Begin Records to use

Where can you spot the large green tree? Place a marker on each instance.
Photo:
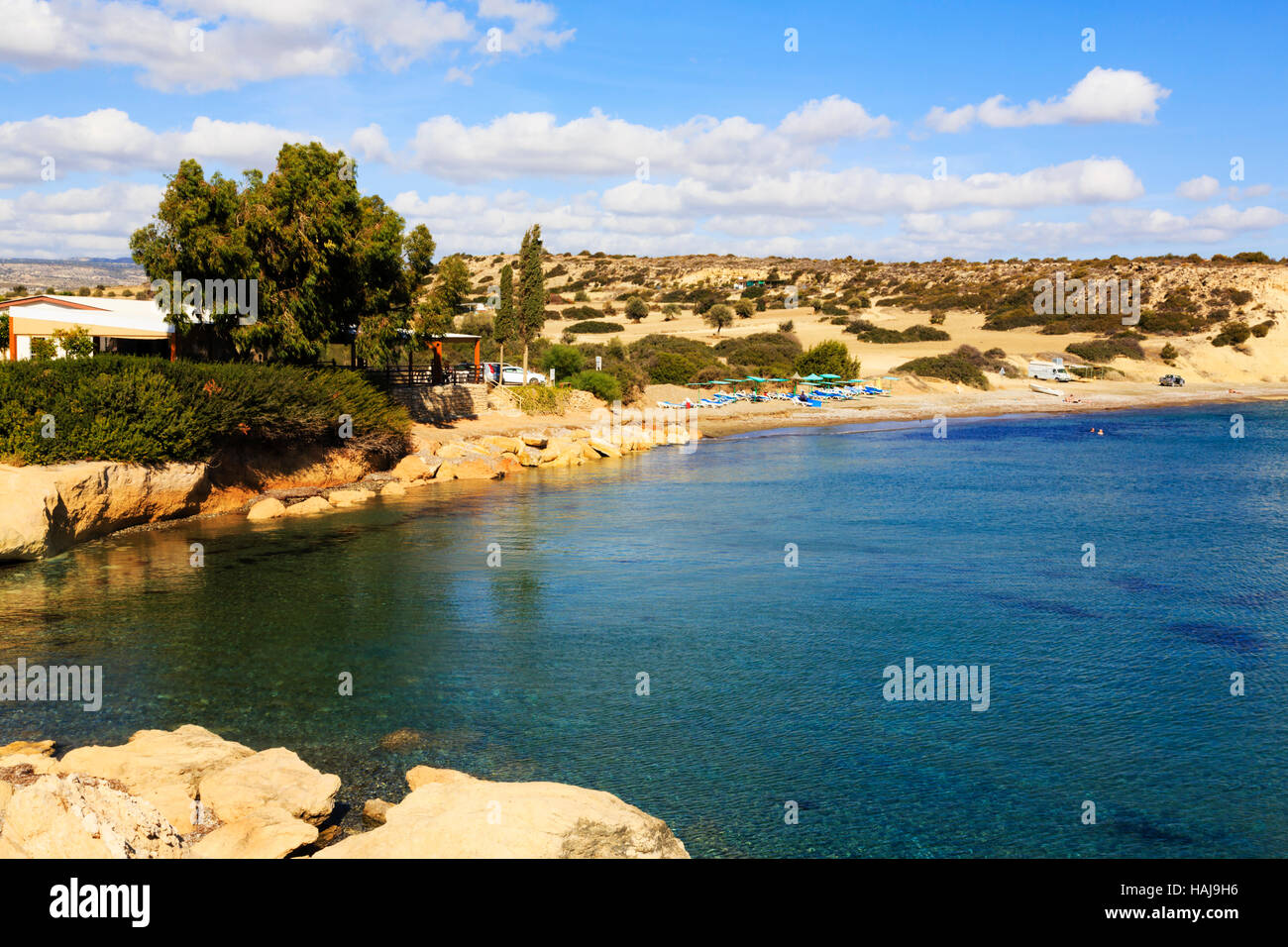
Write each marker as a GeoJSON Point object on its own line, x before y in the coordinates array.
{"type": "Point", "coordinates": [505, 326]}
{"type": "Point", "coordinates": [452, 283]}
{"type": "Point", "coordinates": [326, 260]}
{"type": "Point", "coordinates": [532, 292]}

End Records to use

Reproduce the data above verbatim, line for line, and omit the images.

Where can you spot the large green tree? Place a marker on each instance.
Photo:
Write each marker as a GeoJSON Point object on its own line, x before y in the coordinates array.
{"type": "Point", "coordinates": [505, 326]}
{"type": "Point", "coordinates": [452, 283]}
{"type": "Point", "coordinates": [326, 260]}
{"type": "Point", "coordinates": [532, 292]}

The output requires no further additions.